There are several steps involved in critical thinking:
Step 1: Issue and Conclusion
In analyzing the author’s argument, the key thing is to first identify the author’s central point, the reasoning point. It is important to find the author’s main point because it helps in deciding whether to accept or reject it. For one to form a reasonable reaction, one must first find the issue or controversy as well as the thesis or the conclusion that the author is pushing unto them (Browne & Keely, 2010). The conclusion is the intended message to you, and it has a purpose of shaping beliefs and/or behavior of the receiver of the message.
There are two types of issues. The first one is the descriptive issue. This type of issue raises questions about the accuracy of descriptions of the past, the present, or the future. The second type is the prescriptive issue. This type raises questions or concerns about what should be done, what is right and what is not, and also about what is good and what is bad. In our case, the memo clearly highlights the authors’ issue and conclusion. The issue at hand is developing a plan to revise Penn-Marts’ health care strategy. The writer’s conclusion on the issue is that Penn-Mart institute is a wellness initiative that consists of a mandatory screening program for all employees enrolled in the company-sponsored health plans (The Memo, 2014).
━━━━━━━━
Tasks to perform ::
[a] In the critical thinking passage, copy the part starting with "There are several" and going on through "of the message.", swapping "central point" for "core claim".
[b] Answer these questions using the critical thinking passage:
(i) What two things does Step 1 name in its heading?
(ii) Which type of issue raises questions about what should be done?
(iii) What issue does the memo address?
[c] Condense the paragraph of the critical thinking passage that begins "There are two types of issues" into a short list that keeps its main facts.
Rely only on the critical thinking passage for the tasks on this page.

(Recorded data)
━━━━━━━━
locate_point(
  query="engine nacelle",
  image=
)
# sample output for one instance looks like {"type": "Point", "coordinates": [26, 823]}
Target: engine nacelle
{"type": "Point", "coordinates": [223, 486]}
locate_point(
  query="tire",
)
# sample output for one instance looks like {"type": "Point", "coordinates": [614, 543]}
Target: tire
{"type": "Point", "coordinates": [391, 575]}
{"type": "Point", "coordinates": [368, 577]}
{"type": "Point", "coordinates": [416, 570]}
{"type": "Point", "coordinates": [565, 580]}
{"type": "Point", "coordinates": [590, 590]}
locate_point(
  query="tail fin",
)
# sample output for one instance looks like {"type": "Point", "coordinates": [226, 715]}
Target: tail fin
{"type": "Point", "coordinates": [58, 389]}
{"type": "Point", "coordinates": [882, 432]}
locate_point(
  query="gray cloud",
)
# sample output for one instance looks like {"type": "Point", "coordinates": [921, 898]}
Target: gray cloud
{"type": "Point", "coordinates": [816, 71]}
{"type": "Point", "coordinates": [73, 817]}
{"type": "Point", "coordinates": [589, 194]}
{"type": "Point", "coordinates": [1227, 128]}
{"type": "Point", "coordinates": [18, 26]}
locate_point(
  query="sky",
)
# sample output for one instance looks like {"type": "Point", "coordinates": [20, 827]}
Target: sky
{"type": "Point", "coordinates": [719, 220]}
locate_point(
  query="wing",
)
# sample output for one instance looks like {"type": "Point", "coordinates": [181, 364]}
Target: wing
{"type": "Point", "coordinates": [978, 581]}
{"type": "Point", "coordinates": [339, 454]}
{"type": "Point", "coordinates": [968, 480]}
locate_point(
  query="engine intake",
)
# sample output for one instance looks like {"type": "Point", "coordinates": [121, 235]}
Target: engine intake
━━━━━━━━
Responses for each task ::
[a]
There are several steps involved in critical thinking:
Step 1: Issue and Conclusion
In analyzing the author’s argument, the key thing is to first identify the author’s core claim, the reasoning point. It is important to find the author’s main point because it helps in deciding whether to accept or reject it. For one to form a reasonable reaction, one must first find the issue or controversy as well as the thesis or the conclusion that the author is pushing unto them (Browne & Keely, 2010). The conclusion is the intended message to you, and it has a purpose of shaping beliefs and/or behavior of the receiver of the message.

[b]
(i) Issue and Conclusion.
(ii) The prescriptive issue.
(iii) Developing a plan to revise Penn-Marts' health care strategy.

[c]
- Descriptive issues raise questions about how accurately the past, present, or future is described.
- Prescriptive issues raise questions about what should be done, what is right or wrong, and what is good or bad.
- The memo's issue is developing a plan to revise Penn-Marts' health care strategy.
- The writer concludes that Penn-Mart institute is a wellness initiative with a mandatory screening program for all employees enrolled in the company-sponsored health plans.